[Records from a point labeling set]
────────────────
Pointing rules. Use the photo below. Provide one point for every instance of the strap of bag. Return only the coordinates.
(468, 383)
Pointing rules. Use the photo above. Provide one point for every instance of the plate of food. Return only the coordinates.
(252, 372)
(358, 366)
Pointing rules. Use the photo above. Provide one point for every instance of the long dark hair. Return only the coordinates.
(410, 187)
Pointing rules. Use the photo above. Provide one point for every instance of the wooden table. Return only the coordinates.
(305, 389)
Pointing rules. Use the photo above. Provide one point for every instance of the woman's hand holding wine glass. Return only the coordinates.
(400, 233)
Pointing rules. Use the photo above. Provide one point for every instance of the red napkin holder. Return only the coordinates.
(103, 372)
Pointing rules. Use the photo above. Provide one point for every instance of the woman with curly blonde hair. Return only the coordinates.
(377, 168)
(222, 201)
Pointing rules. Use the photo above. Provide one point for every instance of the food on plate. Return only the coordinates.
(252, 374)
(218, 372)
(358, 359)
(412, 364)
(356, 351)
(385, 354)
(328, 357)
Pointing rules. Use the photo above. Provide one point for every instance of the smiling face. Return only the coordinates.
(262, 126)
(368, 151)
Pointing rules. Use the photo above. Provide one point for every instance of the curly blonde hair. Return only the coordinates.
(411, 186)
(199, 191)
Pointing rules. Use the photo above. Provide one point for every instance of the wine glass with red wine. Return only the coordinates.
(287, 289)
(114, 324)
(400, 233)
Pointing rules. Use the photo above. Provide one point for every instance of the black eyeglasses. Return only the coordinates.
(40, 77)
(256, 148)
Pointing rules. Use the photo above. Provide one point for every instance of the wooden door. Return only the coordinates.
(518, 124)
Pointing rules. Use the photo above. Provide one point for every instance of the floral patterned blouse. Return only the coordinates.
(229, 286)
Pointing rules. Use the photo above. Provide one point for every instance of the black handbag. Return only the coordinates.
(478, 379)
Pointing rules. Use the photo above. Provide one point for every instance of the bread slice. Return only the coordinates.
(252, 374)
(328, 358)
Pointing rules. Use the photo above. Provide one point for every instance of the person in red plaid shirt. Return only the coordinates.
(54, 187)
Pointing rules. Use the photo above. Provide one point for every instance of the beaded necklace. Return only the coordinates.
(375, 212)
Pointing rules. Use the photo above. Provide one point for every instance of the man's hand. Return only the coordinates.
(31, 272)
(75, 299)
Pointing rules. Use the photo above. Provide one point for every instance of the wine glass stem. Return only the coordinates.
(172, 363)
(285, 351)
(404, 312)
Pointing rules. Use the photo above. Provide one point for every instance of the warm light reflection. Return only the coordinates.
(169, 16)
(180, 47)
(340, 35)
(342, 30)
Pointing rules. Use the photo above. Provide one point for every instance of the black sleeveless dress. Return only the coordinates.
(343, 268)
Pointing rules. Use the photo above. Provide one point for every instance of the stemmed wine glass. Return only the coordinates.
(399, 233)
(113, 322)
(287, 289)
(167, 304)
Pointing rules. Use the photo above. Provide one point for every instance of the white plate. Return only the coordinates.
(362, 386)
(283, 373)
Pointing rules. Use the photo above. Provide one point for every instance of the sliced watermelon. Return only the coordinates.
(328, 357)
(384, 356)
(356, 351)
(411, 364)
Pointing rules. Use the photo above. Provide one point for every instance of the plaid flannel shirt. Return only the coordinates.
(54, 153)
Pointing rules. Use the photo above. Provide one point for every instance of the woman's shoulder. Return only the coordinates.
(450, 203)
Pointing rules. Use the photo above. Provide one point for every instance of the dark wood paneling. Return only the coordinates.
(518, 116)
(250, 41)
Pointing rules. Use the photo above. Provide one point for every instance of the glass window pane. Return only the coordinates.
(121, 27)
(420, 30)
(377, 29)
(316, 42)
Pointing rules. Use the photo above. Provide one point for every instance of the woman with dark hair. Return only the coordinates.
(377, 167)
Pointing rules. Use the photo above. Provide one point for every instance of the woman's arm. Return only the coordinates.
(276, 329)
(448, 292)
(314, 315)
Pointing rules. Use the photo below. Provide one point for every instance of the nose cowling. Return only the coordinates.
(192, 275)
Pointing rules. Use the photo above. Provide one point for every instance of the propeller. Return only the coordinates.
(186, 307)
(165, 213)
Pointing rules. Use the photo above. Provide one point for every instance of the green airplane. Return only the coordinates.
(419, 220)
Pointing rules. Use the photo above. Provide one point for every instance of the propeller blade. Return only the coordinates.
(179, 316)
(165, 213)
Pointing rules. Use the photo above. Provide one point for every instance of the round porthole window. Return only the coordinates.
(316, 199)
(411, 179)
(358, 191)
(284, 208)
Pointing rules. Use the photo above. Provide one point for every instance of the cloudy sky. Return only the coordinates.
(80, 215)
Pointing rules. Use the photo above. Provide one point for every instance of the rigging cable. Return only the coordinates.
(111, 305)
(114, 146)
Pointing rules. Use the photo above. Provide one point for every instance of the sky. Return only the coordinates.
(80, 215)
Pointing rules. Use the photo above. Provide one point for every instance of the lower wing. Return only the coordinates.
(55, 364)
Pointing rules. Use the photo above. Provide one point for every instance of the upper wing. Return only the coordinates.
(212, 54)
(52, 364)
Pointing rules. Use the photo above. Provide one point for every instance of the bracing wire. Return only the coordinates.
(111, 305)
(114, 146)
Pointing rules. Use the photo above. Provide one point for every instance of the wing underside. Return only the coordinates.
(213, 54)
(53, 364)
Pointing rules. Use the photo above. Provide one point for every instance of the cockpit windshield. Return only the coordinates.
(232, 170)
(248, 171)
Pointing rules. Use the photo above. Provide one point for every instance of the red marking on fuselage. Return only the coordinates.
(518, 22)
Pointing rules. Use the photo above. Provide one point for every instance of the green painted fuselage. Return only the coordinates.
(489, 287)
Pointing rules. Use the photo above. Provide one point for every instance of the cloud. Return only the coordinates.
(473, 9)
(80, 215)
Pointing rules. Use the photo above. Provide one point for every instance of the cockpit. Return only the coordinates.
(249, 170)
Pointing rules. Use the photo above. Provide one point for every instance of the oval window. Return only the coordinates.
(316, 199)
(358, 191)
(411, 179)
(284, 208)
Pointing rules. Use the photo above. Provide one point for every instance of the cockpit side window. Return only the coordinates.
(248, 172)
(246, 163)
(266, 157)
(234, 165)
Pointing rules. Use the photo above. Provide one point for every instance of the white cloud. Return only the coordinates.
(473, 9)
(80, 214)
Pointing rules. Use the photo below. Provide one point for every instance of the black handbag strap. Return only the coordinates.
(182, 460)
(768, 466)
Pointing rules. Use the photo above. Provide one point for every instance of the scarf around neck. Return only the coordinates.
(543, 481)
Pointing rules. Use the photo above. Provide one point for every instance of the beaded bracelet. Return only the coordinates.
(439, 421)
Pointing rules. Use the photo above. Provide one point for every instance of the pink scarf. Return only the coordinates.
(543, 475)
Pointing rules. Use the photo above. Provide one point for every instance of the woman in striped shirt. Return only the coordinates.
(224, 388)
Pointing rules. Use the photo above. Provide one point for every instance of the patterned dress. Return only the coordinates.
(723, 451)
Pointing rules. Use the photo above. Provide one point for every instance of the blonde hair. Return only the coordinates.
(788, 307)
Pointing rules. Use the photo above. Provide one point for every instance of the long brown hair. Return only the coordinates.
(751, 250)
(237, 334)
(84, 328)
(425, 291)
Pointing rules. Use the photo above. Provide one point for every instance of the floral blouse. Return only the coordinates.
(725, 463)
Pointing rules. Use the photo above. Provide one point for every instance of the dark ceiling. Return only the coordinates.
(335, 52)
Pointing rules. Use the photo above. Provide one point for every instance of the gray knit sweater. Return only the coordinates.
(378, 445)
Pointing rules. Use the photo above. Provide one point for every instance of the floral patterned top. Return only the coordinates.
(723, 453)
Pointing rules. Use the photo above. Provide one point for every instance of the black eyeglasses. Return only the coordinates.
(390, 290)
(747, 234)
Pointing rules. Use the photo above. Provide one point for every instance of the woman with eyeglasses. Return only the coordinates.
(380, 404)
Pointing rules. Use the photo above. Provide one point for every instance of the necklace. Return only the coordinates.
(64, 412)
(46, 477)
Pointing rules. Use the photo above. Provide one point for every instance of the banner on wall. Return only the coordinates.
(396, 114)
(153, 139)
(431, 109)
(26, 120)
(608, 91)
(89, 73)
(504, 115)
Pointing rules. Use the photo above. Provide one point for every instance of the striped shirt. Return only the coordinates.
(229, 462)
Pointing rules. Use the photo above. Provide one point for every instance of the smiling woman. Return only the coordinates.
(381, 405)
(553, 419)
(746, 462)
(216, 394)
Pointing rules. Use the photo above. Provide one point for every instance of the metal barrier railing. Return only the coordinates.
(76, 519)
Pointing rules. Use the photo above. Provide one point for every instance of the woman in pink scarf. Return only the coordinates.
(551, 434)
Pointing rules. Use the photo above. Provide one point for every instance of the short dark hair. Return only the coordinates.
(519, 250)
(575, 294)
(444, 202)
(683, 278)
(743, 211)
────────────────
TASK GOAL:
Quote only the lines from the line containing "the blonde hair. Return only the coordinates." through the end of the entries, keeping the first and the last.

RESPONSE:
Pointing rules. Use the photo above. Provide one point for every instance of the blonde hair. Return only the coordinates.
(788, 307)
Pointing rules. Use the photo above. Provide one point for every instance of the long brown hair. Return only the coordinates.
(751, 250)
(237, 334)
(84, 328)
(425, 291)
Pointing rules. Use the photo above. Provide one point for every instance of the floral blouse. Return only the coordinates.
(725, 463)
Pointing rules. Use the photo above. Provide one point for every instance of the dark ceiling. Return only the coordinates.
(335, 52)
Pointing rules. Use the photo above. Provide one point for every instance of the gray knit sweater. Return only the coordinates.
(378, 445)
Pointing rules. Use the photo above. Provide one point for every instance of the floral patterned top. Return only the coordinates.
(723, 453)
Pointing rules. Use the photo above. Provide one point for every instance of the black eyeglasses. Return only the coordinates.
(390, 290)
(747, 234)
Pointing rules. Use the photo above. Provide one point for every instance of the woman with eyeglasses. Return only the coordinates.
(380, 404)
Pointing rules. Use the photo above. Provide one point for every instance of the necklace. Return only the coordinates.
(64, 412)
(46, 477)
Pointing rules. Use the photo above. Provide one point for every instance of the banner on wall. Return only the coordinates.
(396, 114)
(153, 139)
(431, 109)
(26, 120)
(608, 91)
(89, 73)
(504, 115)
Pointing rules. Use the photo above. Provide one point for every instance of the striped shirt. Return only the coordinates.
(229, 462)
Pointing rules. Use the photo above. Provide one point for every instance of the smiling woman. Return only the coordinates.
(381, 405)
(553, 419)
(746, 462)
(216, 394)
Pointing rules. Use the photo above. Provide one point for every instance of the metal barrier railing. Return only the coordinates.
(76, 519)
Pointing rules. Use the photo above. Provide one point for every instance of the woman in pink scarf. Return only the coordinates.
(551, 434)
Pointing rules. Use the photo above. Provide one point for every instance of the short dark hair. Return only the coordinates.
(519, 250)
(575, 294)
(444, 202)
(683, 278)
(743, 211)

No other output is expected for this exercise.